▸ Problem to solve:
Hand back the entries exactly as written, minus every picture.

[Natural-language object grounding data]
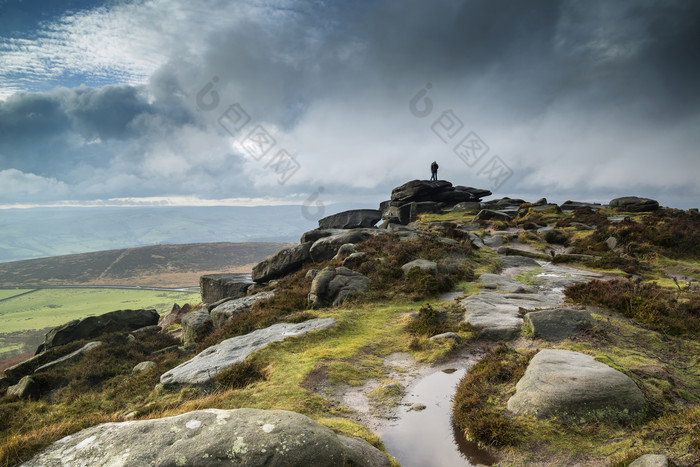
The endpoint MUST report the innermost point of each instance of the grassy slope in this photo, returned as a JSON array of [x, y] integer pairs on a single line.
[[369, 329]]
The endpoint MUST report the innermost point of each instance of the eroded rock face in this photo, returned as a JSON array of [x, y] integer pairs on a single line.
[[634, 204], [352, 219], [557, 324], [215, 287], [332, 286], [574, 386], [203, 368], [93, 326], [281, 263], [212, 437], [226, 310]]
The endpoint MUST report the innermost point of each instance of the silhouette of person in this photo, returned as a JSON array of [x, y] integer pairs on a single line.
[[433, 171]]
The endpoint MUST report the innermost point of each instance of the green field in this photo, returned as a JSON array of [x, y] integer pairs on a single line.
[[7, 293], [24, 317], [53, 307]]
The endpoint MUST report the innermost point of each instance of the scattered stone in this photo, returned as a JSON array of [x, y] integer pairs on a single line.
[[225, 311], [281, 263], [422, 264], [212, 437], [344, 251], [488, 215], [71, 357], [333, 286], [557, 324], [444, 336], [203, 368], [634, 204], [650, 460], [25, 389], [573, 386], [195, 326], [354, 260], [351, 219], [94, 326], [143, 367], [327, 247], [214, 287]]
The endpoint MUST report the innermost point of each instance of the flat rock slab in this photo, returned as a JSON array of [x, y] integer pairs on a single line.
[[203, 368], [226, 310], [574, 387], [496, 281], [211, 437], [498, 317], [557, 324]]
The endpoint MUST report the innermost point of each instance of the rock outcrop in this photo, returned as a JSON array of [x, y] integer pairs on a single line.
[[224, 312], [94, 326], [573, 386], [557, 324], [212, 437], [215, 287], [203, 368], [281, 263], [353, 219], [634, 204], [332, 286]]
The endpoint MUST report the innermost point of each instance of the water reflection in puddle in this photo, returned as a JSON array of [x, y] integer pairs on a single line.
[[428, 438]]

▸ Written reply:
The endpoint MUST report the innermost point of each instance of the grassy slope in this photo, returned as a JSON array of [x, y] integer pairs on a single line.
[[369, 329]]
The endpoint MUST report the innermost point of each instance of the eroded rock face in this photo, returned as a JSON array of [x, y] integer pairs on a single line.
[[634, 204], [352, 219], [557, 324], [215, 287], [332, 286], [574, 386], [203, 368], [93, 326], [281, 263], [212, 437], [226, 310]]
The endpoint MUST report the innermost point of each instance of the silhouette of person in this photo, returned as a JSON array of [x, y] integer pairs on a single line.
[[433, 171]]
The endpoint MUST report the innermost point of each instance of the green field in this photo, returned as a JSON array of [x, y] integer pairs on a single line.
[[7, 293], [24, 317], [53, 307]]
The endpoint MUST report the innermost point of each instance of the scattered stone in this photo, returned as a JSON array of [x, y] integer pairs on a single line.
[[225, 311], [281, 263], [422, 264], [212, 437], [344, 251], [488, 215], [71, 357], [333, 286], [557, 324], [444, 336], [203, 368], [634, 204], [650, 460], [25, 389], [573, 386], [195, 326], [354, 260], [351, 219], [94, 326], [143, 367], [327, 247], [214, 287]]
The endpoint MUST report the innermost point of each instance of the flat rock slab in this photo, returned as a JSON array of [x, y] integer pairs on a single line.
[[203, 368], [226, 310], [574, 387], [496, 281], [211, 437], [498, 317], [557, 324]]
The endpoint MUST report the innermost point of each instance of the rock outcrop in this photo, returned as a JSON array of [x, y] integer pairs on a single line.
[[224, 312], [94, 326], [573, 386], [557, 324], [212, 437], [215, 287], [203, 368], [281, 263], [353, 219], [634, 204], [332, 286]]
The endpoint MUST report the innermost point of each instance of the water reflection in puddle in this photo, returned as a JSON array of [x, y] integer pairs on a single line.
[[428, 438]]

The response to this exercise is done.